[Image-backed grounding data]
────────────────────────────────────────
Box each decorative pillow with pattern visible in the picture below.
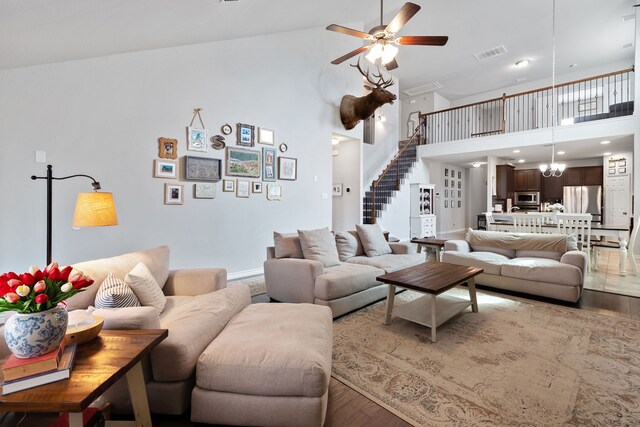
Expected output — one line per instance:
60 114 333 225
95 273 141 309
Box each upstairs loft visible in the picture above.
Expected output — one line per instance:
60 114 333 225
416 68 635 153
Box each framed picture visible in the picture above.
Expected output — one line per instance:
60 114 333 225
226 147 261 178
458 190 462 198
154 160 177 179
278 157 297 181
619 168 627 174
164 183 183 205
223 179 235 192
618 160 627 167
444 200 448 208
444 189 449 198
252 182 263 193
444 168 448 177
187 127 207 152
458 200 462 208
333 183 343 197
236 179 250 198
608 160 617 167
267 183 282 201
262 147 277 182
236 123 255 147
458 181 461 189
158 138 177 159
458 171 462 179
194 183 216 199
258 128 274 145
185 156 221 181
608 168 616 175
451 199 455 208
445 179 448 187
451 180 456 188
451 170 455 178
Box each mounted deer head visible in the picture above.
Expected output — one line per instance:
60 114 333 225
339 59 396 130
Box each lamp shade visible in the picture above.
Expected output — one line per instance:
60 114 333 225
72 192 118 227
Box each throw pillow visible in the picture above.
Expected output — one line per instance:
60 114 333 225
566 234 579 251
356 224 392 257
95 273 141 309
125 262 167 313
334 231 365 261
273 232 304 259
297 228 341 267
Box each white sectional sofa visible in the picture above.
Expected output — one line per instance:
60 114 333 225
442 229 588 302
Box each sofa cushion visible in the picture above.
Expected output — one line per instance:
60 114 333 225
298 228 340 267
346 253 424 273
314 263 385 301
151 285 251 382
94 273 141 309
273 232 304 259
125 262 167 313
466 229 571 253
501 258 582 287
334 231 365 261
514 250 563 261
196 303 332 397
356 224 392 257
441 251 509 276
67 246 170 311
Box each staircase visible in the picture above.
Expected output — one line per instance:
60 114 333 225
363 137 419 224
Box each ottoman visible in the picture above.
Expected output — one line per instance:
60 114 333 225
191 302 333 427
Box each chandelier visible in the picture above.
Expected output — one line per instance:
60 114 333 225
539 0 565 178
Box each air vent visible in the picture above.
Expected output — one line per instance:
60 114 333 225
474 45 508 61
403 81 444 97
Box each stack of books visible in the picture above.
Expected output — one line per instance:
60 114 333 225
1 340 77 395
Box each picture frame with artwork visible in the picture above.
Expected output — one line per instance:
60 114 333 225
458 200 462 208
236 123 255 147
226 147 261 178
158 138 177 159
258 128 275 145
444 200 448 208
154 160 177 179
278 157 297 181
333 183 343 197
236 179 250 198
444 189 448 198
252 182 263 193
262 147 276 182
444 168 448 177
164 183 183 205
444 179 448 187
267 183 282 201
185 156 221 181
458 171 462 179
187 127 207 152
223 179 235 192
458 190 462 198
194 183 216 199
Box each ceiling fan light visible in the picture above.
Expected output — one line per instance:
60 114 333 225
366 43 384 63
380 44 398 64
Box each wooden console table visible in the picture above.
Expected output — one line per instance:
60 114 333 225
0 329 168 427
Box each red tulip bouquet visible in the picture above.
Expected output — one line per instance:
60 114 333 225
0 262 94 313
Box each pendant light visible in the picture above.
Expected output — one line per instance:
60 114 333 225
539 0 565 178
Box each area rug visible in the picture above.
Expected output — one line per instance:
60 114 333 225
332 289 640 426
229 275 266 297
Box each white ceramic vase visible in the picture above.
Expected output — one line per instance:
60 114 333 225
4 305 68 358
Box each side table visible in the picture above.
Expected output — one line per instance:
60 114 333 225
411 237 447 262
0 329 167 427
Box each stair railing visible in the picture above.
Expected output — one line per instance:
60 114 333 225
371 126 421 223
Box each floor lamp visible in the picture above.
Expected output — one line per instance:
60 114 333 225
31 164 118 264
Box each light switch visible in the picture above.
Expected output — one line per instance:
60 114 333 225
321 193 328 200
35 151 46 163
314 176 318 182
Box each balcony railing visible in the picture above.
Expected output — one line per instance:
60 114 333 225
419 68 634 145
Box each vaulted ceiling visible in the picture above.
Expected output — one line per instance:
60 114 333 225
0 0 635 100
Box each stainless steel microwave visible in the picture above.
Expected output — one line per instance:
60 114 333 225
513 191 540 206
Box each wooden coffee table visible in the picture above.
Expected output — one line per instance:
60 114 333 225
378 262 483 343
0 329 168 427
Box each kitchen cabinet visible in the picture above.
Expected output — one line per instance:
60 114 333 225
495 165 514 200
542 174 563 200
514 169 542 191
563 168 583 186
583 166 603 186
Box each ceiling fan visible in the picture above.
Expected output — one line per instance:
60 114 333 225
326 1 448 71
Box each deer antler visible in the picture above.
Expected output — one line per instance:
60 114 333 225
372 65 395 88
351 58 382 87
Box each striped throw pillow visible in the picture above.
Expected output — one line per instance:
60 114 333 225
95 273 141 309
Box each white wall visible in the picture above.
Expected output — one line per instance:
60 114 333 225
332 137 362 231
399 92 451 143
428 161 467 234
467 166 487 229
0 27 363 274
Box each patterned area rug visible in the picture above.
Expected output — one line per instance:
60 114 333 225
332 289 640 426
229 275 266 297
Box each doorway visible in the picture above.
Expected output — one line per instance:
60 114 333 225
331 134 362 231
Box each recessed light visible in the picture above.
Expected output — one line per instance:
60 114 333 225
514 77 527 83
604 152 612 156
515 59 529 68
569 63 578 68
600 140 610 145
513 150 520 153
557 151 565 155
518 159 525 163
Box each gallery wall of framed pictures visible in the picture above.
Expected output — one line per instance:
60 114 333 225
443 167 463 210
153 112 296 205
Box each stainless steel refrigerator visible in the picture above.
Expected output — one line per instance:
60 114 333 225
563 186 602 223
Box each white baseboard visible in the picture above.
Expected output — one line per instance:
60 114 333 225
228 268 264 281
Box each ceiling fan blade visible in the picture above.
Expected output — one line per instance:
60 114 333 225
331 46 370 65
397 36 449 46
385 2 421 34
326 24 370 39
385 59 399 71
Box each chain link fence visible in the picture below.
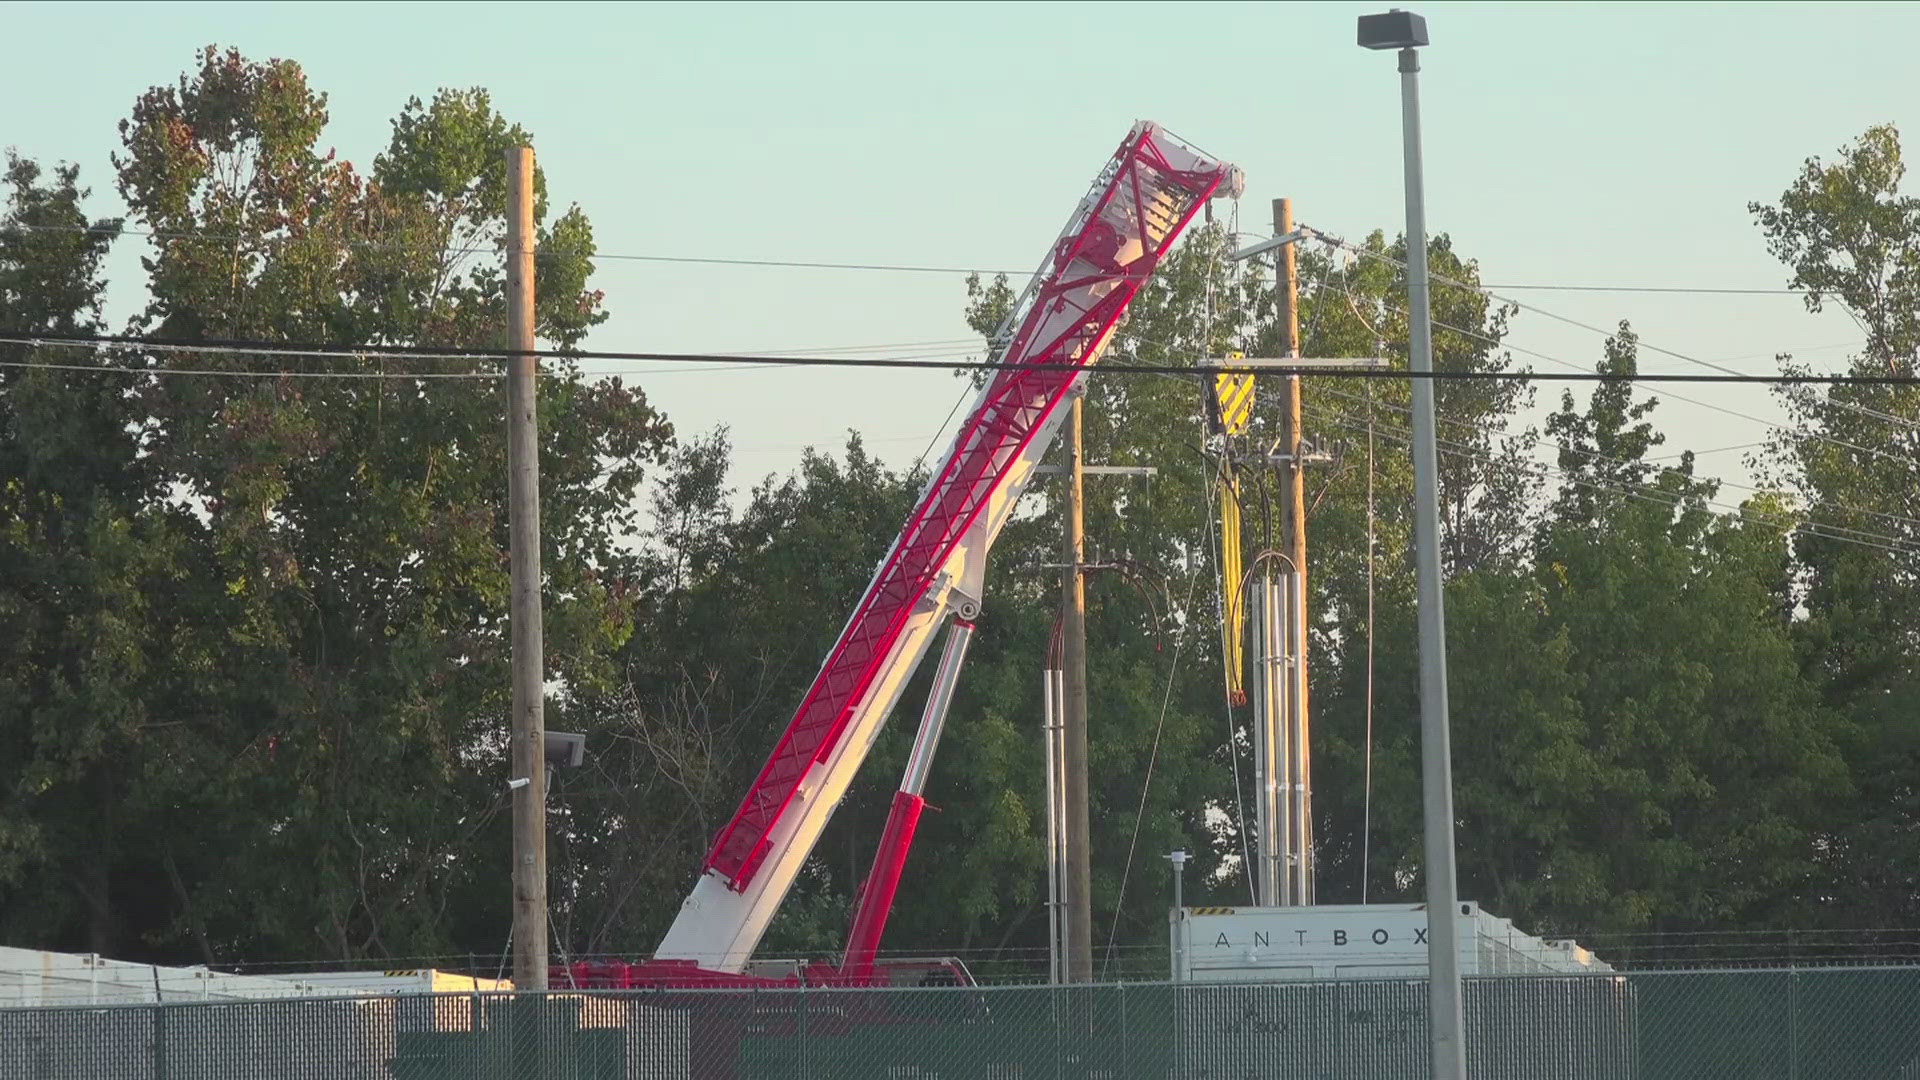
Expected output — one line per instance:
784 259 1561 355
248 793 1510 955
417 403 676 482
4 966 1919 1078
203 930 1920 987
────────────────────────────────────────
§ **Task objective**
Tally the lines in these entries that have the string "light" in them, then answer with the count and nothing else.

§ **Exercise output**
4